**What you will do:** Repeat the following lines of the material word for word, starting with the line that contains "man's wrist, each" and going on through the line that contains "185 98 L 183".

**Given entries:**
-- START --
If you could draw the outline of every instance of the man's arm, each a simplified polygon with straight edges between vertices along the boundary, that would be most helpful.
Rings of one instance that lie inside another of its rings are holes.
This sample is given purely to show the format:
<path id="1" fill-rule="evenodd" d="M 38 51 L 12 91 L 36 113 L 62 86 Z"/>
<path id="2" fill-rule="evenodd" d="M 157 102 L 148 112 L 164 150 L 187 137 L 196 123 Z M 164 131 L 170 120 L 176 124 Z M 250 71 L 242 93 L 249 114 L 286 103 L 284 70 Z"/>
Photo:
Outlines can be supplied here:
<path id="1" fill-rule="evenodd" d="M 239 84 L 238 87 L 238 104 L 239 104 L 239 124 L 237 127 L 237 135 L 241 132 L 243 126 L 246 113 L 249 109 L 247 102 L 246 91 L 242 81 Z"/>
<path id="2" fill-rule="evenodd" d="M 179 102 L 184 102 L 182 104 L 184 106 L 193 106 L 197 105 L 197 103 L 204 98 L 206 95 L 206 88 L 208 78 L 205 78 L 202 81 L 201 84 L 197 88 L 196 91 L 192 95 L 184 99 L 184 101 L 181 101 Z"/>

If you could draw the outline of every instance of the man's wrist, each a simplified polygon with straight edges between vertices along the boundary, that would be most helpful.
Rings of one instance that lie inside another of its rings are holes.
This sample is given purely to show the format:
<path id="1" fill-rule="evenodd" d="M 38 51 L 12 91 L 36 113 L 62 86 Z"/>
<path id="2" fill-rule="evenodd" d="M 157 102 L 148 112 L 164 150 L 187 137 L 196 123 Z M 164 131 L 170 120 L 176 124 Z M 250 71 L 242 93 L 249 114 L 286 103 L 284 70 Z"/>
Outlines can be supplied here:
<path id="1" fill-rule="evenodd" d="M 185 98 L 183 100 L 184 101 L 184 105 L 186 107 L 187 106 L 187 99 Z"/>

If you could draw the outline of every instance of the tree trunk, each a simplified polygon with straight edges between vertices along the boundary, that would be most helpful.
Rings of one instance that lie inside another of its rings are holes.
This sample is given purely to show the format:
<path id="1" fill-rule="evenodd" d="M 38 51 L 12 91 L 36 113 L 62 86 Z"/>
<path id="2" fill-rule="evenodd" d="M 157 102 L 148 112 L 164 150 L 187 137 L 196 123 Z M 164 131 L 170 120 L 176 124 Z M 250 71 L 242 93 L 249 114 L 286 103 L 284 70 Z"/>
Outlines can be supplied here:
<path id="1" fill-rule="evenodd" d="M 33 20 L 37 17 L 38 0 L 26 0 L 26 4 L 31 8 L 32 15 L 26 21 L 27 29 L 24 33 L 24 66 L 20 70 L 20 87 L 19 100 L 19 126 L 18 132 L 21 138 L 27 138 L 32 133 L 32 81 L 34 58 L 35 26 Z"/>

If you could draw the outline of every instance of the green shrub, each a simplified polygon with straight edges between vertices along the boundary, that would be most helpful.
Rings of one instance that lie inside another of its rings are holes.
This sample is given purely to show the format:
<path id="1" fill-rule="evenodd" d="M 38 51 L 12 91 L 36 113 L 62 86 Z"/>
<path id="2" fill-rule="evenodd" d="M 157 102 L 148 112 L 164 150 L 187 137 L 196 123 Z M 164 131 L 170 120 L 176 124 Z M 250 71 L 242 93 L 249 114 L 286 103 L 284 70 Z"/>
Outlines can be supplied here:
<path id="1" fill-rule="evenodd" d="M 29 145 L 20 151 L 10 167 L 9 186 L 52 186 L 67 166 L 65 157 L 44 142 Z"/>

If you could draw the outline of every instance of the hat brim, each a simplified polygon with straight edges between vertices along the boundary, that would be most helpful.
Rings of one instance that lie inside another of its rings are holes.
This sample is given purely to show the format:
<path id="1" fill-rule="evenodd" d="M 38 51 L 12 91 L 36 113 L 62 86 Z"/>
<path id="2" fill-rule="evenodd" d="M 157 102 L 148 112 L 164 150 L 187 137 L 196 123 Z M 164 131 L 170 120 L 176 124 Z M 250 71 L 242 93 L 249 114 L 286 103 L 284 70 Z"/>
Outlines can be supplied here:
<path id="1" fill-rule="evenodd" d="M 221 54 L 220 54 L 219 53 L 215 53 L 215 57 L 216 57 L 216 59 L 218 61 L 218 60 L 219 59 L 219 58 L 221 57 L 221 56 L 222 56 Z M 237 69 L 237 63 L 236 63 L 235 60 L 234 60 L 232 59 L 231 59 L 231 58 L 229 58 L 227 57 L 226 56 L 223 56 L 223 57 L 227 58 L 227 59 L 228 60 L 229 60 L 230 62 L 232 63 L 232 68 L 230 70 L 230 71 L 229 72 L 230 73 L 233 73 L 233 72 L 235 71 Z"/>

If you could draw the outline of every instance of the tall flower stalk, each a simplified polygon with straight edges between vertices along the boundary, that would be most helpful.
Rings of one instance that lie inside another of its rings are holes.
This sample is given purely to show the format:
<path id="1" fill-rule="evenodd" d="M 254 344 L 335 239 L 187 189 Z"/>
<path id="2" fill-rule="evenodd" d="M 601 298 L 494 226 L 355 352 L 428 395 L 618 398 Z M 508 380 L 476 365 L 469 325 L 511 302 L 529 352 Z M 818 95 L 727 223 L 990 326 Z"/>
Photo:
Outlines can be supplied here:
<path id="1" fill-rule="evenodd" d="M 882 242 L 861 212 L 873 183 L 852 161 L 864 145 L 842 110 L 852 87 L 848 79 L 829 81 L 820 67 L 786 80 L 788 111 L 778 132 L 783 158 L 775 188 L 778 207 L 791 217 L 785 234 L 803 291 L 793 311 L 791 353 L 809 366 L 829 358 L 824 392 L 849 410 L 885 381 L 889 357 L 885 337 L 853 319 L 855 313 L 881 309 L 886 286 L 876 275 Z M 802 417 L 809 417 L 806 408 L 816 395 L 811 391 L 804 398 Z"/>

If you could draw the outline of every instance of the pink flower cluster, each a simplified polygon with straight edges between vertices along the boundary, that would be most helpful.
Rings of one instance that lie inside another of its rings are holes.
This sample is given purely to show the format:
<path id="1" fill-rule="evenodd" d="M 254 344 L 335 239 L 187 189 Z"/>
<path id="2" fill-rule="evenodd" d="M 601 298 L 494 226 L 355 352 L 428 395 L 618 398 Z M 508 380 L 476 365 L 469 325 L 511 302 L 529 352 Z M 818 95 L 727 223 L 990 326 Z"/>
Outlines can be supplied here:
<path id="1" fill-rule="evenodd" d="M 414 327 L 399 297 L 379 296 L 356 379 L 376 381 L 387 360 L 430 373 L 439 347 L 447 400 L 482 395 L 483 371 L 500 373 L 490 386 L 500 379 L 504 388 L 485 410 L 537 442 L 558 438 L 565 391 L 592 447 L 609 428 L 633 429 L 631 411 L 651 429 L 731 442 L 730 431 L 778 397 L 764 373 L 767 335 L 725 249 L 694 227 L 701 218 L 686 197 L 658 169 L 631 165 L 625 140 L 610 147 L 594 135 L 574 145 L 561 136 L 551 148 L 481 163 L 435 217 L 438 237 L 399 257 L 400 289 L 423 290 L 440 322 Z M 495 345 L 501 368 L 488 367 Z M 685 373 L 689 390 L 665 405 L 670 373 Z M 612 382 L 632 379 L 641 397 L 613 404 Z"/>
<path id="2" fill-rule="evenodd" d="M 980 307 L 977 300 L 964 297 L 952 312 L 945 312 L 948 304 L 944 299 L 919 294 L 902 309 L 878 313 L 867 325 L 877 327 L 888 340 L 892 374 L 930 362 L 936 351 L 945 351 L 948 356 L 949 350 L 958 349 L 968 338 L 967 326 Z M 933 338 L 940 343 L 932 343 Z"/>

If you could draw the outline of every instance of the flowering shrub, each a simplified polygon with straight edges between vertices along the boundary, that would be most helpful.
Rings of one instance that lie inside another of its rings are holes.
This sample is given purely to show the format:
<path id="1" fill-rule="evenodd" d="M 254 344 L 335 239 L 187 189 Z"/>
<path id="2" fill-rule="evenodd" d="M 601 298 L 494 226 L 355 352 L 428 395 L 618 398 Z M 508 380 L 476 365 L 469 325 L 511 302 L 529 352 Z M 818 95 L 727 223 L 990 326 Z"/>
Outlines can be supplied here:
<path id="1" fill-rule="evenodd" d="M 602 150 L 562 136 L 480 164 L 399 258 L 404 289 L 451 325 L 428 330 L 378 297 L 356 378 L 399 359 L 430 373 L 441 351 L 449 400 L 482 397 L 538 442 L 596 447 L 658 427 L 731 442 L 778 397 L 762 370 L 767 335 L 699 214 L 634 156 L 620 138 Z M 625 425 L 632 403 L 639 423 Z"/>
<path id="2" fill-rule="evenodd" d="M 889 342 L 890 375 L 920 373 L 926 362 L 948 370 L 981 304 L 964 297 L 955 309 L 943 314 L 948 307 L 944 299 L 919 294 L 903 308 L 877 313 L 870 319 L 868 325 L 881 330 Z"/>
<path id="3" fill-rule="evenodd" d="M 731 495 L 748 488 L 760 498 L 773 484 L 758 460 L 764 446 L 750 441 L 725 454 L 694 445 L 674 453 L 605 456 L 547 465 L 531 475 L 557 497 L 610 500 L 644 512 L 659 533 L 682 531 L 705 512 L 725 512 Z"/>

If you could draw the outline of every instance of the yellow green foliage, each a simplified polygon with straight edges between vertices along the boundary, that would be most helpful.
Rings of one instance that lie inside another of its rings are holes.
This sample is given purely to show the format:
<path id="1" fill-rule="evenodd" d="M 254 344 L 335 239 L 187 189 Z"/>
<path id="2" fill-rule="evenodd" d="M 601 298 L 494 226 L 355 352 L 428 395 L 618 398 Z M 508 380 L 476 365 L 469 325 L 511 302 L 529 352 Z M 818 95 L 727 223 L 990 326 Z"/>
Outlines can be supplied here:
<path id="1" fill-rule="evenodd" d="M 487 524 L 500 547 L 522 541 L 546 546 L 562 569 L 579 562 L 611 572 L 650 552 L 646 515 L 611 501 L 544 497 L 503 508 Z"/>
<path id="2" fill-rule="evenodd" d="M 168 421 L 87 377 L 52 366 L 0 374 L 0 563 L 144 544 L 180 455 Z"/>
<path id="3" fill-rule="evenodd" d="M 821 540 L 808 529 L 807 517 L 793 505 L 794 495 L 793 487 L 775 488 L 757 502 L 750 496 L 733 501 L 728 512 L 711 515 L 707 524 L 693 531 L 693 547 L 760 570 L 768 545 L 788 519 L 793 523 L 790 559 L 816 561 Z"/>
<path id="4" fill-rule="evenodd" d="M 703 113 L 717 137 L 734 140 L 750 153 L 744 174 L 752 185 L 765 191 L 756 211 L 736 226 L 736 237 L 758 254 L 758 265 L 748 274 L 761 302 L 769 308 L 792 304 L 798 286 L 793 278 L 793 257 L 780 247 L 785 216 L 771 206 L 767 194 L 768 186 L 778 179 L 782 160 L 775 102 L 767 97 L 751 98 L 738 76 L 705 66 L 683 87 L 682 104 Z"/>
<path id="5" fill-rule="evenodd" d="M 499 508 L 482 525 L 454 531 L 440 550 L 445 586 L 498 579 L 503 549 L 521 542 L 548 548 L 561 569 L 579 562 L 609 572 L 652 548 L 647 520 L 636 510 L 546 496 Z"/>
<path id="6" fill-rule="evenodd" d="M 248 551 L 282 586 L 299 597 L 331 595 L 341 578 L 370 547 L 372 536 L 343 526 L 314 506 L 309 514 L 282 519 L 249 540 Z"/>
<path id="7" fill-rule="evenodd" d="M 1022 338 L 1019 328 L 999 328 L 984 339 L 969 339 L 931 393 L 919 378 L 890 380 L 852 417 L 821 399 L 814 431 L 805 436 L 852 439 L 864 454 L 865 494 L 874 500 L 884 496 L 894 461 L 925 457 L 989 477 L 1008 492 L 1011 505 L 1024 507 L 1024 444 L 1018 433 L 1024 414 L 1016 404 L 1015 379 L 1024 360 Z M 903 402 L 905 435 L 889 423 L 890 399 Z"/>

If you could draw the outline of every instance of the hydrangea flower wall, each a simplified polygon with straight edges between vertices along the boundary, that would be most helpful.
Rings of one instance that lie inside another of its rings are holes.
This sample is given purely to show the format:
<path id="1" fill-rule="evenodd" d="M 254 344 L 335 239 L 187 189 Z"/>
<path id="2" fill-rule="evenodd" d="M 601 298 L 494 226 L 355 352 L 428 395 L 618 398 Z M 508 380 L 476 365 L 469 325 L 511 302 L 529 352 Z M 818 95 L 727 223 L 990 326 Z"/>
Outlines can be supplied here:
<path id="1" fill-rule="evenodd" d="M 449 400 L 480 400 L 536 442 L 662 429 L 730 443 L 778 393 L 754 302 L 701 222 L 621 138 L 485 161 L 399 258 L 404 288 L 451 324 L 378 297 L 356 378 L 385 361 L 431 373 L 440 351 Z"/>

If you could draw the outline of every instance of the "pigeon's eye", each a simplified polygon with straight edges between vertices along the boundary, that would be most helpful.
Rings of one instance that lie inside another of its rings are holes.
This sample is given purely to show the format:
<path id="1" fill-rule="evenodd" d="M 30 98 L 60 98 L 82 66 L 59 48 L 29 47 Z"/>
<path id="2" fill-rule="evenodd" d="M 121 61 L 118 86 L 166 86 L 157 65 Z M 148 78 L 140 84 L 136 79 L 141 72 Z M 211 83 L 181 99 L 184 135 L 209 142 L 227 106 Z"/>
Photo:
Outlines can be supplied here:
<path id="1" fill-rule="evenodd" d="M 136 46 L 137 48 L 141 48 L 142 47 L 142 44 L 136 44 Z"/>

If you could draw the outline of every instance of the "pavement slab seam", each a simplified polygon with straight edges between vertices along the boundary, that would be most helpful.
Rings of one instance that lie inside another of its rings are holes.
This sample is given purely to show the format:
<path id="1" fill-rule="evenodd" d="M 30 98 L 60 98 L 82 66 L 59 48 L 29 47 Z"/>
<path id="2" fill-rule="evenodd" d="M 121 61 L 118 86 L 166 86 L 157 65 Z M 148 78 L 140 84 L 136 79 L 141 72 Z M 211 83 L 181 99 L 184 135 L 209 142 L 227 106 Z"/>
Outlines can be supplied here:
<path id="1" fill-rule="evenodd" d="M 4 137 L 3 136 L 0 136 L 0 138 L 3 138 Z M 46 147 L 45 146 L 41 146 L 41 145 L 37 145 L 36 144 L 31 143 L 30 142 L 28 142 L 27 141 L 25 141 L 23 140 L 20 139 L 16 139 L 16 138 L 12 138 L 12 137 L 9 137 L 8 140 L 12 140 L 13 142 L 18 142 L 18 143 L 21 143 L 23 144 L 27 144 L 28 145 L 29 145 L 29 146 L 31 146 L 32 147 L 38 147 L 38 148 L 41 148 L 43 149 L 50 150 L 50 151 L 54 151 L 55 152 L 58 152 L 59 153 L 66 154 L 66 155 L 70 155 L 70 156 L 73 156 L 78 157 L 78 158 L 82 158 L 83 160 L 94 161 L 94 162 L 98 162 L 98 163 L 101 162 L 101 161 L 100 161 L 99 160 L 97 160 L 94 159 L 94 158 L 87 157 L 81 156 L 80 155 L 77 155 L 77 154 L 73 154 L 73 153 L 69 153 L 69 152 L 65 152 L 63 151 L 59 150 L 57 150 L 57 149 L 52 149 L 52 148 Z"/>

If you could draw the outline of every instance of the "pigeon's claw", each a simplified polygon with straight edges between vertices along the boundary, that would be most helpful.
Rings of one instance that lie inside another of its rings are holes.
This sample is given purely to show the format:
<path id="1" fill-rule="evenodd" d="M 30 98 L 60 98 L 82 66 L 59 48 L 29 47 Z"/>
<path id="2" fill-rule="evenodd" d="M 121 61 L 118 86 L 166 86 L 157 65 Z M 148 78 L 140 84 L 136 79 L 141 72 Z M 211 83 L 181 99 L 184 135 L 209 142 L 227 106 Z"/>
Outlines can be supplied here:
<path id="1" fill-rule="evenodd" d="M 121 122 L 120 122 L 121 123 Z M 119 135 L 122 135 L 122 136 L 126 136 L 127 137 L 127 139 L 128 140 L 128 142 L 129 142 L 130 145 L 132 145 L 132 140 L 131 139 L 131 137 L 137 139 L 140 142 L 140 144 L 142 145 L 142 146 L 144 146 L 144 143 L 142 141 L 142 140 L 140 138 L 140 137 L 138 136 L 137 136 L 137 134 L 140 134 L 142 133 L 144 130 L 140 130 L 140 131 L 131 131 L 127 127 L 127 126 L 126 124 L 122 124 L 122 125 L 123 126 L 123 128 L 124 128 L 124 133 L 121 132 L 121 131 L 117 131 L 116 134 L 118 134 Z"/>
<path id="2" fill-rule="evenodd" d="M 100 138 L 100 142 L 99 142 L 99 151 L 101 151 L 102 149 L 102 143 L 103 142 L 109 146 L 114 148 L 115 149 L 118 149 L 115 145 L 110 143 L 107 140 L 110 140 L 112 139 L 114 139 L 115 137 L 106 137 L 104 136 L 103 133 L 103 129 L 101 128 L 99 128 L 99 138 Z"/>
-- END --
**Solution:**
If you could draw the outline of every instance of the man's wrist, each a simplified polygon with straight edges between vertices along the boundary, that would be most helpful.
Rings of one instance that lie inside another of its rings are holes.
This sample is given purely to show the format:
<path id="1" fill-rule="evenodd" d="M 38 51 L 12 91 L 36 113 L 62 86 Z"/>
<path id="2" fill-rule="evenodd" d="M 157 102 L 148 112 L 164 150 L 187 137 L 196 123 Z M 164 131 L 170 120 L 176 124 Z M 250 71 L 242 93 L 249 114 L 286 103 L 284 70 Z"/>
Outlines can be supplied here:
<path id="1" fill-rule="evenodd" d="M 185 98 L 183 100 L 184 101 L 184 105 L 186 107 L 187 106 L 187 99 Z"/>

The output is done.